Given information START

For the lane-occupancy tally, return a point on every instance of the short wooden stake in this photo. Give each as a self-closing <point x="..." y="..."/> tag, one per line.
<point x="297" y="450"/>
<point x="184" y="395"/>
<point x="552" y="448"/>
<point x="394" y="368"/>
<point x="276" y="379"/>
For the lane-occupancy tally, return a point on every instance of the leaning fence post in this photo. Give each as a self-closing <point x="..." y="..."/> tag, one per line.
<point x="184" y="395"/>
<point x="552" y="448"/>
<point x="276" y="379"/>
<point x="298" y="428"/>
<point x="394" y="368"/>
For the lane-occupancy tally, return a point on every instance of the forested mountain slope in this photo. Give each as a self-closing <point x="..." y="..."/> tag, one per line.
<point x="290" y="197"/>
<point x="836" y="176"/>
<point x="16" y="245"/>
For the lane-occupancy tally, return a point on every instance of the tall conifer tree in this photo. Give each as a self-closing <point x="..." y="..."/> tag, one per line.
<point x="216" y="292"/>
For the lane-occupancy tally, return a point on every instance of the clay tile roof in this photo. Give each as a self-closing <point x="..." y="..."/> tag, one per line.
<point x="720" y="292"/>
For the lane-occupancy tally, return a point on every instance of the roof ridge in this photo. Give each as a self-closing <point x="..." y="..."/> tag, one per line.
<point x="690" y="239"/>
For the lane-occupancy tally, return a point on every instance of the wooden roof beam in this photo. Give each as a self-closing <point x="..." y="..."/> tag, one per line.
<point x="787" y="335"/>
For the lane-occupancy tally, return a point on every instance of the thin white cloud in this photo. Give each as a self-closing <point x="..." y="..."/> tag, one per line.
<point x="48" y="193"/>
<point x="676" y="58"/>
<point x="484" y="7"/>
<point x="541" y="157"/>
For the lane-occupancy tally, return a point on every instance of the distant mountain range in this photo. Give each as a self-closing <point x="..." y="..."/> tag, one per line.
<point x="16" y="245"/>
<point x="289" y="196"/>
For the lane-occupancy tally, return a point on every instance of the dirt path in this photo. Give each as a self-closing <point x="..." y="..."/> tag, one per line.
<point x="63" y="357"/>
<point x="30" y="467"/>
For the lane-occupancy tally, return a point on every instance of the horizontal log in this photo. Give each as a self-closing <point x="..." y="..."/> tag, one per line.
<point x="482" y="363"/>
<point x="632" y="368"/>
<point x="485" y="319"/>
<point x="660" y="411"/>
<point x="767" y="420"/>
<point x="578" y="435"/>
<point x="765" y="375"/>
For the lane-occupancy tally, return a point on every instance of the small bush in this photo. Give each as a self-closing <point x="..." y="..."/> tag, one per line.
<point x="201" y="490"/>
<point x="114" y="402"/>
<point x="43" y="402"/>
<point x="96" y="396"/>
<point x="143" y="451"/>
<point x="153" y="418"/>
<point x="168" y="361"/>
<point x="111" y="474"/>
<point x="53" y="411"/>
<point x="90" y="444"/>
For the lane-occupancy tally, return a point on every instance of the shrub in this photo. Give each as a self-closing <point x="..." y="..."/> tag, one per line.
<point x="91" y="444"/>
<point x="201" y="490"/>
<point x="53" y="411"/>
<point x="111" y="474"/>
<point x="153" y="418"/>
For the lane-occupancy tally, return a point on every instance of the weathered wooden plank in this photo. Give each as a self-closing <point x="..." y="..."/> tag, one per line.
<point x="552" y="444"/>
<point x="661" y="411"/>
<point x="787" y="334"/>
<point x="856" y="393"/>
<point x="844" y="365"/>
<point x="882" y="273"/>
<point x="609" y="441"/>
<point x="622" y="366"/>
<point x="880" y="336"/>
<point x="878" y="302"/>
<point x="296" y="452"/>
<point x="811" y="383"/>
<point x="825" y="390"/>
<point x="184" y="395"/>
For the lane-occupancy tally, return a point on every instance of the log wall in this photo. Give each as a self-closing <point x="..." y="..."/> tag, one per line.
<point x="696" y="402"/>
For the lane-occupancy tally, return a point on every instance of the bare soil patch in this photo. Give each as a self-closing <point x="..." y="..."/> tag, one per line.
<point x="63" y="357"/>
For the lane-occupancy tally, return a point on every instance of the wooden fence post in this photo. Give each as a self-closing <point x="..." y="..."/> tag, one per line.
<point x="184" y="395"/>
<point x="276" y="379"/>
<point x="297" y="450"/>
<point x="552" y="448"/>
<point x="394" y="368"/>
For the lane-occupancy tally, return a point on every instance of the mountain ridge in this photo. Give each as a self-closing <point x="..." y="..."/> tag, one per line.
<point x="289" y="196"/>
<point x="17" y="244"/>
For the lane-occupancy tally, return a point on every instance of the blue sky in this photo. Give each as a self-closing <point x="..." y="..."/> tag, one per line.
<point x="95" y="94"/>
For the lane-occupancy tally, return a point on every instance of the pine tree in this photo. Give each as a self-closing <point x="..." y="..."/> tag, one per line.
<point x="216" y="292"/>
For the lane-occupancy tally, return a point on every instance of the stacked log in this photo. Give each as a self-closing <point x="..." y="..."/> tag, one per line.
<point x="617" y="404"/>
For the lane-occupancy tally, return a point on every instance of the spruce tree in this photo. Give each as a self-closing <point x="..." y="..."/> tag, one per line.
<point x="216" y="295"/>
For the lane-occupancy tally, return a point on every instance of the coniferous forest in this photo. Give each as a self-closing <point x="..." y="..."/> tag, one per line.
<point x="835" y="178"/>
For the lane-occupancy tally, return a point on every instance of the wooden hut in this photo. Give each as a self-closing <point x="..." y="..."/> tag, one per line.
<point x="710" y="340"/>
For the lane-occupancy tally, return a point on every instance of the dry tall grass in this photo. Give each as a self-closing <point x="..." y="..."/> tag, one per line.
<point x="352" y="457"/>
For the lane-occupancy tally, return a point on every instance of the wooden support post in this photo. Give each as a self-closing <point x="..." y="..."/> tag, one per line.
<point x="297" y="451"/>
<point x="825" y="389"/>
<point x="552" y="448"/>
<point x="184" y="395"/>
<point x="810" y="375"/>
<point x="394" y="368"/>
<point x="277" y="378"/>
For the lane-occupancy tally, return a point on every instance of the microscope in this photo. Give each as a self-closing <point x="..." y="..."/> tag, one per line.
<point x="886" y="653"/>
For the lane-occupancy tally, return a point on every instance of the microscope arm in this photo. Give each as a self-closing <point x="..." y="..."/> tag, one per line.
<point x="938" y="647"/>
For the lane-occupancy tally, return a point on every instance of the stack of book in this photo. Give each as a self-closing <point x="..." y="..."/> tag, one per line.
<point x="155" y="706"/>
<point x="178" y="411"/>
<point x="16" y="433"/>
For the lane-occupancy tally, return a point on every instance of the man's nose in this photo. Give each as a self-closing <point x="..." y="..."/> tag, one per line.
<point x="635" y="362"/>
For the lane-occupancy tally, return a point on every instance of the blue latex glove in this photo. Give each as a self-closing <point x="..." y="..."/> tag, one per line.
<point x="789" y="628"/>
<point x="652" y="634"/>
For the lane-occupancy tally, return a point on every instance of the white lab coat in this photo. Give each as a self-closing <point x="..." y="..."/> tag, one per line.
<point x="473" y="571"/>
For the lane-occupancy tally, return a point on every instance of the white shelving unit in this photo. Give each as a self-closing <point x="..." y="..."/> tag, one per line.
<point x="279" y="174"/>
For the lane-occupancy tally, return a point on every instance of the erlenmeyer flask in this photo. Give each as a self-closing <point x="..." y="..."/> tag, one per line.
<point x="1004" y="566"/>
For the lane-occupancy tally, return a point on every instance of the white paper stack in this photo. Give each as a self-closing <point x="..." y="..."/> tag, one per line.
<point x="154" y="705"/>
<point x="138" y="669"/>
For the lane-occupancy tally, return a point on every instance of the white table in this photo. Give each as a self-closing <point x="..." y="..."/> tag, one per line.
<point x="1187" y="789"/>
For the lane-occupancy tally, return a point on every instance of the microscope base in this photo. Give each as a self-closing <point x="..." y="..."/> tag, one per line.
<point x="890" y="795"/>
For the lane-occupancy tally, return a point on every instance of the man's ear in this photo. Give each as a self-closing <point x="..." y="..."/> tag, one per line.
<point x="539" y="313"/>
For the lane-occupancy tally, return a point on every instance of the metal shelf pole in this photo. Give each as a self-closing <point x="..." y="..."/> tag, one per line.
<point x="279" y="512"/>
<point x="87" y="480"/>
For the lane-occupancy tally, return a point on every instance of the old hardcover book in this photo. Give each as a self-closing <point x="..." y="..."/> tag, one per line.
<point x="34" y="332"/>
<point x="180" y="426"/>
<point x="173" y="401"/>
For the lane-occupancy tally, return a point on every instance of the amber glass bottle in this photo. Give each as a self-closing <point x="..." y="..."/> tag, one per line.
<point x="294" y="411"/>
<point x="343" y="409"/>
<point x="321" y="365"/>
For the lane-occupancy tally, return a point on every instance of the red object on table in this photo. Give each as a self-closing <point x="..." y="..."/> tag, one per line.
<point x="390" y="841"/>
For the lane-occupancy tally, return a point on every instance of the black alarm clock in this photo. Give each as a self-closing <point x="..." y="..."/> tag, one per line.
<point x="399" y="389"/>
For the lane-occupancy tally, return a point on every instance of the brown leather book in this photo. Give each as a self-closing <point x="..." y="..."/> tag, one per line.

Given information END

Work order: Your answer should consist only of the lines from the one that holds "of the amber" to the end of the entries above, both ends included, each repeated exactly.

Reply:
For the lane-occupancy tally, return a point on every instance of the amber glass bottle in this photo. Give each as a self-closing <point x="..." y="..."/> tag, one per line.
<point x="294" y="411"/>
<point x="343" y="409"/>
<point x="321" y="365"/>
For the lane-occupancy tally, return a point on every instance of the red object on table in this photo. Give each as a self-closing <point x="..." y="..."/> tag, one per line.
<point x="390" y="841"/>
For the lane-occupancy tally, return a point on every instance of the black alarm clock in this photo. Give each as a self-closing <point x="..." y="..."/> tag, one per line.
<point x="399" y="389"/>
For the lane-occupancy tally, return a point on every instance of the brown leather book in this photo. Give each as a self-closing <point x="..." y="..."/> tag, one per line.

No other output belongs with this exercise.